— Begin Text provided —

Quantization proceeds in two phases. Phase 1 computes all embeddings and determines the global maximum absolute value across all dimensions and all cards. Phase 2 quantizes each float value to uint8 using an adaptive zero-point scheme:
quantScale = floor(127 / globalMaxAbs) byte = clamp(0, 255, round(value × quantScale + 128))
The zero-point is 128, mapping the range [-globalMaxAbs, +globalMaxAbs] to [1, 255]. For the current database, globalMaxAbs yields a quantScale of 174, providing approximately 146 effective quantization levels per dimension. Each card's embedding is stored as a 516-byte record: a 4-byte hash of the card ID (using a Java String.hashCode()-style function with multiplier 31, for integrity verification) followed by 512 uint8 values.
Records are grouped into per-set binary shards prefixed with a uint32 card count. Alongside each shard, a JSON map file stores the ordered array of card IDs. A manifest file records per-set metadata (count, file size, checksum) and global parameters (model version, dimensions, quantization scheme, scale factor).
3.2 Card Corner Detection
The corner detection subsystem (cardScanCrop.js, ~1,800 lines) implements a cascade of four strategies executed in priority order, with the first successful detection returned.
Preprocessing. The input image is first checked for aspect-ratio match to a standard Pokémon card (width/height ratio of 0.714 ± 0.025). If matched and the image is below 2000px, the card is assumed to fill the frame, and a 2% inset rectangle is returned immediately. Otherwise, the image is downscaled to a maximum dimension of 400px and processed through: (a) grayscale conversion using ITU-R BT.601 luminance weights (0.299R + 0.587G + 0.114B), (b) 5×5 Gaussian blur with σ ≈ 1.0, and (c) Sobel edge magnitude computation with 3×3 kernels (Figure 2).

— End Text provided —
— Begin Listed entries —

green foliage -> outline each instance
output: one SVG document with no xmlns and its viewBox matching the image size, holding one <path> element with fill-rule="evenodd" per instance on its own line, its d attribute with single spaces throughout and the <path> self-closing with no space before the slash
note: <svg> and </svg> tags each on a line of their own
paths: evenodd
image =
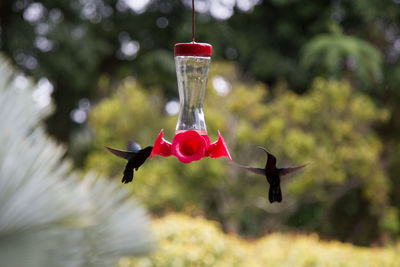
<svg viewBox="0 0 400 267">
<path fill-rule="evenodd" d="M 370 43 L 341 33 L 320 34 L 303 47 L 301 63 L 317 75 L 351 78 L 364 85 L 382 80 L 382 55 Z"/>
<path fill-rule="evenodd" d="M 40 89 L 25 79 L 0 56 L 1 266 L 112 266 L 148 253 L 144 210 L 105 179 L 79 182 L 44 133 L 51 106 L 34 101 Z"/>
<path fill-rule="evenodd" d="M 226 94 L 217 91 L 221 79 L 230 88 Z M 214 64 L 205 113 L 211 139 L 216 139 L 219 129 L 237 162 L 264 166 L 265 153 L 257 145 L 277 156 L 278 167 L 311 162 L 299 174 L 283 179 L 282 205 L 267 203 L 264 177 L 238 170 L 225 159 L 185 165 L 173 157 L 156 157 L 136 173 L 132 193 L 153 212 L 203 213 L 226 229 L 246 234 L 259 232 L 260 225 L 278 229 L 286 223 L 335 236 L 339 234 L 335 224 L 343 223 L 340 231 L 347 230 L 340 238 L 346 239 L 354 230 L 347 216 L 379 221 L 387 205 L 389 181 L 379 167 L 382 143 L 372 126 L 384 121 L 388 112 L 344 81 L 316 79 L 301 96 L 284 84 L 274 91 L 276 95 L 269 96 L 264 85 L 244 82 L 233 65 Z M 152 145 L 161 128 L 172 140 L 176 116 L 164 114 L 164 103 L 157 90 L 145 91 L 137 83 L 125 83 L 102 101 L 90 117 L 97 135 L 87 168 L 119 179 L 125 162 L 106 153 L 105 145 L 123 148 L 129 138 L 142 146 Z M 336 205 L 350 193 L 358 197 Z M 311 213 L 309 205 L 314 206 Z M 350 206 L 364 213 L 352 214 Z M 303 213 L 309 214 L 307 221 Z M 359 228 L 363 234 L 354 237 L 355 242 L 380 233 L 379 228 Z"/>
<path fill-rule="evenodd" d="M 156 266 L 398 266 L 400 247 L 371 249 L 326 242 L 317 235 L 270 234 L 252 242 L 221 232 L 201 217 L 173 214 L 154 223 L 160 249 L 118 267 Z"/>
</svg>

— End Listed entries —

- [Set of tasks]
1. According to the text on card embedding storage and corner detection, how many bytes does each card's stored embedding record occupy?
2. Extend the text on card embedding storage and corner detection, beginning right after its last sentence.

- [Answers]
1. 516 bytes: a 4-byte hash of the card ID followed by 512 uint8 values.

2.
Strategy 1: Contour-Based OBB. A multi-threshold Canny edge detector evaluates four pairs of hysteresis thresholds at different percentiles of the edge magnitude distribution ([70/88], [60/82], [80/93], [50/75]). For each threshold pair, the algorithm performs morphological closing with a diamond-shaped 5×5 structuring element, then flood-fills from image borders to identify the exterior region. The largest interior connected component meeting card-shape criteria (scored by size × rectangularity² × aspect closeness to 0.714) is selected. Its boundary pixels are extracted, the convex hull is computed using Andrew's monotone chain algorithm, and the minimum-area oriented bounding box (OBB) is determined via rotating calipers.
Strategy 2: Hough Line Detection. If contour analysis fails, a Hough transform is applied to Canny edges with 180 angular bins and rho resolution spanning the image diagonal. Peak extraction with 5-pixel non-maximum suppression identifies dominant lines, which are classified as horizontal or vertical (within ±25°). Candidate rectangles are enumerated from all pairs of horizontal and vertical lines and scored by a weighted combination: aspect proximity to 0.714 (15%), enclosed area (35%), center proximity (20%), and edge pixel coverage along the perimeter (30%).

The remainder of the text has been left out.